::: Matériel de l'exercice :::
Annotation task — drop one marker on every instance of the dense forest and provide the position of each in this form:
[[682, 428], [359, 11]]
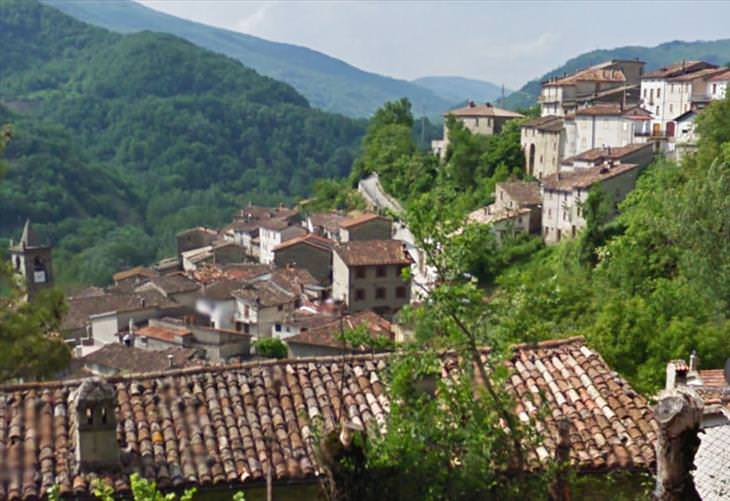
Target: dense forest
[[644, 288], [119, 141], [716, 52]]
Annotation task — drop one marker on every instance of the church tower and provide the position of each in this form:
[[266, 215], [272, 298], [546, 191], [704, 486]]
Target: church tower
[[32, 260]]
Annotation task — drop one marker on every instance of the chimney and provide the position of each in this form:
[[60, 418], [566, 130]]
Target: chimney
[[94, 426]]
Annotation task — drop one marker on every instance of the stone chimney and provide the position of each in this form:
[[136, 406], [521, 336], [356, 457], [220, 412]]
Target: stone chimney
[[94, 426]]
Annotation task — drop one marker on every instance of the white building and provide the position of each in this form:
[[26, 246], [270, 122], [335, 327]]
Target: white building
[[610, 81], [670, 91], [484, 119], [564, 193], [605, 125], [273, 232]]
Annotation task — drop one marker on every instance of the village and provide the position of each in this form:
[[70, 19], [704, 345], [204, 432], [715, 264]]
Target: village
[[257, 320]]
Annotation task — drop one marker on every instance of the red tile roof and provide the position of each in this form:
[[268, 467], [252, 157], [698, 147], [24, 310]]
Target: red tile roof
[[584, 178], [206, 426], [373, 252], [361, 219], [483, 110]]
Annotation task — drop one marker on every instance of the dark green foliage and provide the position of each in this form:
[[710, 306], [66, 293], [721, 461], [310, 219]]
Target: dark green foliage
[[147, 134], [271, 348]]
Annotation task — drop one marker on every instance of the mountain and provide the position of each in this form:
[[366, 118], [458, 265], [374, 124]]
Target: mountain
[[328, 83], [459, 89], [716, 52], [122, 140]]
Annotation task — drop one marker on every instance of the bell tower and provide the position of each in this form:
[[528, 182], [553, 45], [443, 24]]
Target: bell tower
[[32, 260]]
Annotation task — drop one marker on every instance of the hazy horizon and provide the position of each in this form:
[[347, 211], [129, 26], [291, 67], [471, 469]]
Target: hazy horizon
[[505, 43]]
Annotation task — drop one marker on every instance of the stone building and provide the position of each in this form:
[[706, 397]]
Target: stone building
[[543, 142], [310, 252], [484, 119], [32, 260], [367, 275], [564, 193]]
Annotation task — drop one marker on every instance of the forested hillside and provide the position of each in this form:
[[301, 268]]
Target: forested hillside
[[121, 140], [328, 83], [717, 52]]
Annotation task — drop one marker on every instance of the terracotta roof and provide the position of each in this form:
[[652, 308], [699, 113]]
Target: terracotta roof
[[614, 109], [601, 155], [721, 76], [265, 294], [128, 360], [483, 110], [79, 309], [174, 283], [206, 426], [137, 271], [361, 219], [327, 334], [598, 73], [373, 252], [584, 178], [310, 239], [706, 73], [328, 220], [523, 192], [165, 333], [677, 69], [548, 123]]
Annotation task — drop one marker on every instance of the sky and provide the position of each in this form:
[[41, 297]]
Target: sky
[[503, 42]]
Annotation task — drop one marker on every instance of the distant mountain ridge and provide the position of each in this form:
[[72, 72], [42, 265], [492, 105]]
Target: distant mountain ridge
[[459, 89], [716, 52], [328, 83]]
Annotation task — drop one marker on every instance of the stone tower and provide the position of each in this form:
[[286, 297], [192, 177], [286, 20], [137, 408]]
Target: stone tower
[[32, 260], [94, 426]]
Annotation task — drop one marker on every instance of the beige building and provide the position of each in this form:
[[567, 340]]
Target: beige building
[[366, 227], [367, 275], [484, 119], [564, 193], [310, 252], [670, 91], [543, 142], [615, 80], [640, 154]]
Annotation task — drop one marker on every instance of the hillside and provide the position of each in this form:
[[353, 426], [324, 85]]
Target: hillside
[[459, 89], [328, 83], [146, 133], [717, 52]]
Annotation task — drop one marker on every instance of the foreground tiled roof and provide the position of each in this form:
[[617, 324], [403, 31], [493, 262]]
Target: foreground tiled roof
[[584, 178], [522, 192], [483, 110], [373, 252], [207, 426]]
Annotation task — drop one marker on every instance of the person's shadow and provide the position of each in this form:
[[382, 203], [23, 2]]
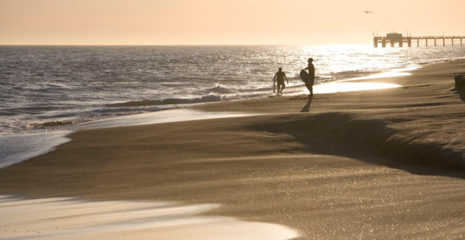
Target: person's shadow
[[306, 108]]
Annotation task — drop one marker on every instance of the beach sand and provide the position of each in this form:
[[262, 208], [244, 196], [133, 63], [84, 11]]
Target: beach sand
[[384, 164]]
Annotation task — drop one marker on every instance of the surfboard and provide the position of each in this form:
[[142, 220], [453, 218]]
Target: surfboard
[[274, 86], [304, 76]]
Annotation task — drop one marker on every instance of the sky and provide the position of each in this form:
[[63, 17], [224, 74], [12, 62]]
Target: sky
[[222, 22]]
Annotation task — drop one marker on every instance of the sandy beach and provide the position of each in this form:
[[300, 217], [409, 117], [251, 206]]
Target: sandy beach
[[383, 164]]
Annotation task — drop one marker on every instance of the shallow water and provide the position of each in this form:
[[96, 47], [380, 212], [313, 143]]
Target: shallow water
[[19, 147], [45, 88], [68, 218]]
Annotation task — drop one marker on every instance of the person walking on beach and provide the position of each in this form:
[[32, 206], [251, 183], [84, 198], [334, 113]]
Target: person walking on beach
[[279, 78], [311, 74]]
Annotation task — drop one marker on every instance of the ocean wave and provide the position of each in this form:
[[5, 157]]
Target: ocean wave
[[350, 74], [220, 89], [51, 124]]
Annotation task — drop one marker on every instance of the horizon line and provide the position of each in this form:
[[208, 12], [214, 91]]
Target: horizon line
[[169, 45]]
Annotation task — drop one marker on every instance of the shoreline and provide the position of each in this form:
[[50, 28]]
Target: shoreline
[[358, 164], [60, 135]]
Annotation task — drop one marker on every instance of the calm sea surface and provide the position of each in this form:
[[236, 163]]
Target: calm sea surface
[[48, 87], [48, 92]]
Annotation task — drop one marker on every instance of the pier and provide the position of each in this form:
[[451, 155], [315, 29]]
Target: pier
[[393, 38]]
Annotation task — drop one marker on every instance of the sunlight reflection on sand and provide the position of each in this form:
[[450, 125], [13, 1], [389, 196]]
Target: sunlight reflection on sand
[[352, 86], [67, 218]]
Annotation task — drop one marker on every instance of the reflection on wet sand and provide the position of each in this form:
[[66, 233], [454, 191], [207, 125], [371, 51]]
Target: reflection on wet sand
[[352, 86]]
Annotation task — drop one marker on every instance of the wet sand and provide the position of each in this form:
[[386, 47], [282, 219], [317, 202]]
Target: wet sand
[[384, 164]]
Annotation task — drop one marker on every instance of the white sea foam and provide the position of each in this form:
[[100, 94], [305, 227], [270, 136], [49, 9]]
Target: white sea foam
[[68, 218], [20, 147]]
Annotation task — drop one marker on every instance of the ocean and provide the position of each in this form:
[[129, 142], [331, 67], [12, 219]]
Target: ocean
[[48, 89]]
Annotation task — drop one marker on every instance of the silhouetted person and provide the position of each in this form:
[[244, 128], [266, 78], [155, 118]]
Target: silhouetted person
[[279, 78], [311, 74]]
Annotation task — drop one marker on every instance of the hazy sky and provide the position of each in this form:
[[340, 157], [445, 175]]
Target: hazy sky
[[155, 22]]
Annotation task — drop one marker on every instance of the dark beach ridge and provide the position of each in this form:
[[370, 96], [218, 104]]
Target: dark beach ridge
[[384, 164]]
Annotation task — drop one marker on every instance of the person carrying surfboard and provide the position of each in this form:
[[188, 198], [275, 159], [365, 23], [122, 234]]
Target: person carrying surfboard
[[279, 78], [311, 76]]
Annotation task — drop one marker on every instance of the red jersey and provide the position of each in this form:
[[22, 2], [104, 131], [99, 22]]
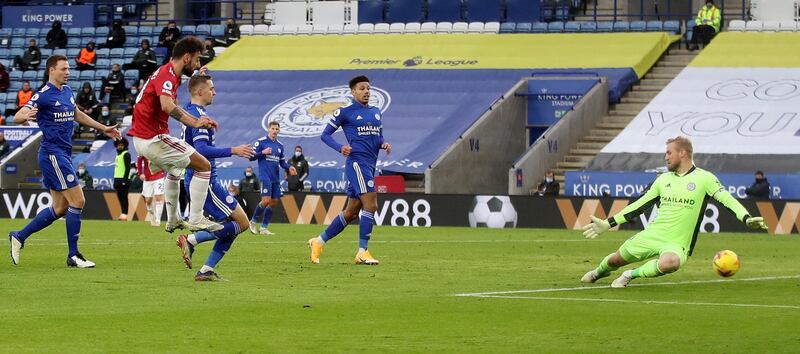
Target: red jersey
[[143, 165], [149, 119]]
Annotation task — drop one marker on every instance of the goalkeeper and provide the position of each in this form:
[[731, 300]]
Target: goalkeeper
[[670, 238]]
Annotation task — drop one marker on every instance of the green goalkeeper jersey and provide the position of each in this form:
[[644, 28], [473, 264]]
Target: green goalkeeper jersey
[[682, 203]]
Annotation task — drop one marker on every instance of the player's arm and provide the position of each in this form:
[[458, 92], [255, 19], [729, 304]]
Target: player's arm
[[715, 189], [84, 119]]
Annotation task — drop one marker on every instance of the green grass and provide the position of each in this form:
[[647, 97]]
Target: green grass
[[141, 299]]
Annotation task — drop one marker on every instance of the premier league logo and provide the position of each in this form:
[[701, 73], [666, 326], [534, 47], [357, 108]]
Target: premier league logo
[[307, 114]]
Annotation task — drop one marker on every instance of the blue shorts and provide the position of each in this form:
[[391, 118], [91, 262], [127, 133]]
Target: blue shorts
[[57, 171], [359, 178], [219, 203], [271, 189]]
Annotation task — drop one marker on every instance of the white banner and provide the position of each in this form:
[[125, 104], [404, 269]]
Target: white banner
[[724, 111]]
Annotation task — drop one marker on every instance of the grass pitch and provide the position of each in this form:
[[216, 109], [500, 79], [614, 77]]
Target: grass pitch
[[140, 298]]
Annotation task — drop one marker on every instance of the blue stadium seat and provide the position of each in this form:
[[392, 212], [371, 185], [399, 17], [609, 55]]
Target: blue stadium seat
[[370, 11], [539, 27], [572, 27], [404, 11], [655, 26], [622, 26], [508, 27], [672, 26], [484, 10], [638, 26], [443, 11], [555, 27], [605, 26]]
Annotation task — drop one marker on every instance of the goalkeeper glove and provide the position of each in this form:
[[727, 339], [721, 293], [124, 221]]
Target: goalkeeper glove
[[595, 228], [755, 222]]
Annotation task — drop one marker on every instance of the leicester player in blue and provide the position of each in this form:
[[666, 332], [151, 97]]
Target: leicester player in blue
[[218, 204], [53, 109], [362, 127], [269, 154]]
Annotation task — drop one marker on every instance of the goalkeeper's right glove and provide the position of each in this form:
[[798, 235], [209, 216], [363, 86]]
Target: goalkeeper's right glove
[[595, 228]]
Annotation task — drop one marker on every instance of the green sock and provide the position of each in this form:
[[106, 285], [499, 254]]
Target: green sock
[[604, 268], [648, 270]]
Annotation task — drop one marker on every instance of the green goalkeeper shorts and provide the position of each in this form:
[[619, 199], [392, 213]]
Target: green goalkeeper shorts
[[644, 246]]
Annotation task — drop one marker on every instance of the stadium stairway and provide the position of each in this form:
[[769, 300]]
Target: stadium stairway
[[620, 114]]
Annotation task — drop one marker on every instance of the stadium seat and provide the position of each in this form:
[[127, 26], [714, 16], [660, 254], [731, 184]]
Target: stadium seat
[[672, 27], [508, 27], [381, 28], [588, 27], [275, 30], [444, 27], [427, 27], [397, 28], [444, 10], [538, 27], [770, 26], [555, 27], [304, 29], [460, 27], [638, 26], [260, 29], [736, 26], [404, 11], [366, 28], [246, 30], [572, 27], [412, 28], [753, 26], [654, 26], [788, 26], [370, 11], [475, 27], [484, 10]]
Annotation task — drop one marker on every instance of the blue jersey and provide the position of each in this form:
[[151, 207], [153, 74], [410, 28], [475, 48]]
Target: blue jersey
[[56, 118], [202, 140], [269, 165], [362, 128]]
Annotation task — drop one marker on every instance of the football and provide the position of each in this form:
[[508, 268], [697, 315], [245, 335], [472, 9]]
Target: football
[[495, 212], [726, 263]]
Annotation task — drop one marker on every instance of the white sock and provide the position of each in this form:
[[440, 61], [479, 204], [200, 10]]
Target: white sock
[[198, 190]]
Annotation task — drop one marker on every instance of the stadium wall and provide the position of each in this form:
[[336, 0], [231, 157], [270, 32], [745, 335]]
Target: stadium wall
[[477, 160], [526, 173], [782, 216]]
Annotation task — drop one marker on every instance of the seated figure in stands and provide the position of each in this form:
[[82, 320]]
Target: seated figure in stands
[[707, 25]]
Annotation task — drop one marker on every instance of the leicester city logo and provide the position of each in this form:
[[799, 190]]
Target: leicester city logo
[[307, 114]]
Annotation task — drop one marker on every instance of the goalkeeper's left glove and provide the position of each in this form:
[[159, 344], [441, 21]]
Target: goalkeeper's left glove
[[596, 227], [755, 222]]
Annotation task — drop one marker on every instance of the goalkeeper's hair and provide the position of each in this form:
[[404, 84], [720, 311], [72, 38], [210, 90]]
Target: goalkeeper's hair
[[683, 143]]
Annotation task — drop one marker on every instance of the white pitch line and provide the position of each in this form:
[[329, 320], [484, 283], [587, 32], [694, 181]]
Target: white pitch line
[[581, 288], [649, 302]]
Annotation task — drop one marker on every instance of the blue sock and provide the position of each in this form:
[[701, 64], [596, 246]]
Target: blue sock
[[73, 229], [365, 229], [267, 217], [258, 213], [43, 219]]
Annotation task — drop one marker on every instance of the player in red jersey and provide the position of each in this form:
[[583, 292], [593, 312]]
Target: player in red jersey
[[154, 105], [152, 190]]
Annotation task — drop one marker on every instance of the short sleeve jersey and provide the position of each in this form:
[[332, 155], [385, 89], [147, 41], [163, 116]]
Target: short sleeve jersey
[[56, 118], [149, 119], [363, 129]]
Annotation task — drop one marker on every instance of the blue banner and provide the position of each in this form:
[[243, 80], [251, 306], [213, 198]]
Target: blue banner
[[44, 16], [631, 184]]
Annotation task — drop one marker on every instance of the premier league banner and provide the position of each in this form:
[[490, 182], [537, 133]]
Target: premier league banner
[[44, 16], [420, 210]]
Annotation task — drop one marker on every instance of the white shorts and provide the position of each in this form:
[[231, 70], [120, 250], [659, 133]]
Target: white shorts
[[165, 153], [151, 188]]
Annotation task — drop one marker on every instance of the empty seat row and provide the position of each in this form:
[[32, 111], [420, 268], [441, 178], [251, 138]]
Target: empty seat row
:::
## Consigne:
Recopiez les lignes en partant de celle qui contient « the player in » et en vous arrêtant après celle qui contient « [[44, 16], [420, 210]] », consignes comprises, et décalez de 81 chaque coordonnée des réponses, s'il vous plaît.

## Tâche réalisée:
Annotation task — drop one marker on every instance of the player in red jersey and provide the position of each in this form:
[[583, 292], [593, 312]]
Target: player in red jersey
[[235, 186], [233, 271]]
Annotation task — drop one marker on every instance of the short sleeve jersey and provide the position of each in this form:
[[332, 155], [385, 89], [147, 41], [163, 116]]
Target: short sleeve jersey
[[137, 199], [230, 200], [444, 210]]
Annotation task — drop one marker on every instance of the blue banner and provide the position of each in this form:
[[243, 80], [251, 306], [213, 198]]
Target: blue banner
[[125, 97], [712, 265]]
Annotation task — drop one marker on every instance of the premier league banner and provide the position of each in this form:
[[490, 182], [537, 133]]
Target: premier league banner
[[125, 97], [501, 291]]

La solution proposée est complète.